Eric Dixon reports Idaho’s spiraling Medicaid costs can be attributed to structural program changes following the 2006 Idaho Medicaid Simplification Act, along with substantial increases in enrollment, according to a recent study from the Mercatus Center, a policy research group centered at George Mason University.
In March, both the House and Senate approved a 5.7 percent increase to the Medicaid budget for 2013, including an approrpation of $474 million in state funding. Gov. C.L. “Butch” Otter signed the bill on April 3. And, although a 2011 bill eliminated $34.6 million in services for targeted Medicaid beneficiaries in 2012, the same bill reversed $1.5 million of those cuts in March, restoring preventative dental services for the disabled and elderly and reinstating dual diagnosis treatment programs.
“Idaho’s spending increased following the 2006 Idaho Medicaid Simplification Act due to its segmented approach, which reduced the risk pool causing significant adverse effects,” wrote the study’s authors, economist Scott Beaulier and Mercatus fellow Brandon Pizzola. “By segmenting people into separate risk categories, the high-risk pool became underfunded, and an excessive number of risky enrollees were wrongly placed in safer pools.”

━━━━━━━━━━━━━━━━━━━━━━━━━━━━━━

● **REQUIRED WORK**:
1) In the Idaho Medicaid passage, what percentage increase to the 2013 Medicaid budget did the House and Senate approve?
2) Copy the Idaho Medicaid passage word for word between "Eric Dixon reports" and "George Mason University.", inclusive.

━━━━━━━━━━━━━━━━━━━━━━━━━━━━━━

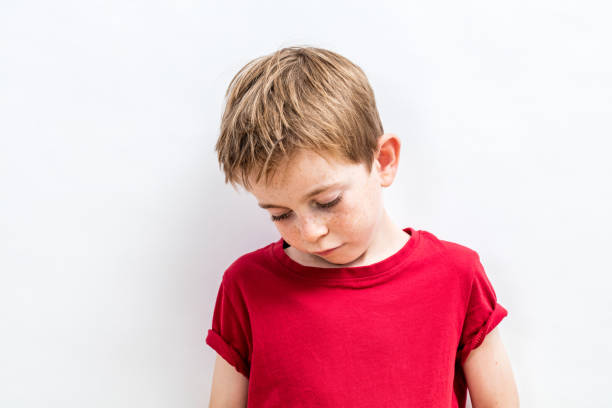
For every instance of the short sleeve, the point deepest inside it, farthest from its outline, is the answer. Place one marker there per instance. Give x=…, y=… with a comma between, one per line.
x=483, y=312
x=229, y=333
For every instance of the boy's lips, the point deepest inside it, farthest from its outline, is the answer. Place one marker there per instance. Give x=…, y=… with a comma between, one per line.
x=327, y=251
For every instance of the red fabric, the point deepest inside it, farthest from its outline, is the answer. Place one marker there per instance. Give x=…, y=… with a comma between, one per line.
x=391, y=334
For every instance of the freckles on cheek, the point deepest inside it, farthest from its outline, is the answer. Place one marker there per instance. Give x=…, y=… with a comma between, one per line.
x=351, y=221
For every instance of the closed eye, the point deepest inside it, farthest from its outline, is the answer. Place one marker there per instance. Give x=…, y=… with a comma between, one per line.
x=325, y=205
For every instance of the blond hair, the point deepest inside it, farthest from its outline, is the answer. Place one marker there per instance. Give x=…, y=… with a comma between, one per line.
x=296, y=98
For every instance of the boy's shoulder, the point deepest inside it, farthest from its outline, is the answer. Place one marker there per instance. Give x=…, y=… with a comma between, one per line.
x=460, y=256
x=242, y=267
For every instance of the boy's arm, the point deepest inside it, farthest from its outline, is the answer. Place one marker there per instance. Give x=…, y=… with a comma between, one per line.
x=229, y=387
x=489, y=376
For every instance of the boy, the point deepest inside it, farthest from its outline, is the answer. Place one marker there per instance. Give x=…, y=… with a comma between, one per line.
x=346, y=309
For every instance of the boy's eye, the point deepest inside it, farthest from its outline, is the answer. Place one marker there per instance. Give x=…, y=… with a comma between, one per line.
x=326, y=205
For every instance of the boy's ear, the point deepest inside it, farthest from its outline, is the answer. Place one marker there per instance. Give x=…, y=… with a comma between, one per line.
x=387, y=158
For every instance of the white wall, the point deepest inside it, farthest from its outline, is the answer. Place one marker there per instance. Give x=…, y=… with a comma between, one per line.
x=116, y=226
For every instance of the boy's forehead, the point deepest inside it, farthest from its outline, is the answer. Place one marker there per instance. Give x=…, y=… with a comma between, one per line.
x=302, y=178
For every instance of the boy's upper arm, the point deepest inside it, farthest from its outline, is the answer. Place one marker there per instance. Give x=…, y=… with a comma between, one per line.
x=229, y=387
x=489, y=374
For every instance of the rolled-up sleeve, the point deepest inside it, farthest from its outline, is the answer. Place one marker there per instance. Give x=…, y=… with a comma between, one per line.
x=229, y=334
x=483, y=312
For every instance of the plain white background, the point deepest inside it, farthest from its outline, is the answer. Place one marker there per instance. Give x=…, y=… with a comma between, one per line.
x=116, y=225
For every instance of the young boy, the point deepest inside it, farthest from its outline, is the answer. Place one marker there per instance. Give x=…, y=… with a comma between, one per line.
x=346, y=309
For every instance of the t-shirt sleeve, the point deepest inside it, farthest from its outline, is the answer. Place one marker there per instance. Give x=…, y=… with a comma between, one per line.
x=483, y=312
x=229, y=333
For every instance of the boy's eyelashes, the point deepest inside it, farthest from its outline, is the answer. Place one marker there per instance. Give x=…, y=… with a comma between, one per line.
x=325, y=205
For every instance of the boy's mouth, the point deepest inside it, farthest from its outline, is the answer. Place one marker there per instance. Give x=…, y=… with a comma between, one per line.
x=327, y=251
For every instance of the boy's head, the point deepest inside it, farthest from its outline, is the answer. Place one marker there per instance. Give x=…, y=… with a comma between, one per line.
x=297, y=98
x=300, y=119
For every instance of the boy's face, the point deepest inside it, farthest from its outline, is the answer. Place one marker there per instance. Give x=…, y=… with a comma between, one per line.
x=345, y=217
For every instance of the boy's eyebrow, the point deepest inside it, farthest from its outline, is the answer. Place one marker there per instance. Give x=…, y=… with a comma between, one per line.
x=307, y=196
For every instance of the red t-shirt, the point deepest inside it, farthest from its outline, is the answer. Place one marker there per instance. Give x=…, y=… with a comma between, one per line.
x=391, y=334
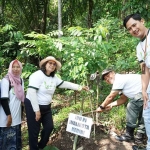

━━━━━━━━━━━━━━━━━━━━━━━━━━━━━━

● **SOLUTIONS TO THE TASKS**:
1) A 5.7 percent increase.

2)
Eric Dixon reports Idaho’s spiraling Medicaid costs can be attributed to structural program changes following the 2006 Idaho Medicaid Simplification Act, along with substantial increases in enrollment, according to a recent study from the Mercatus Center, a policy research group centered at George Mason University.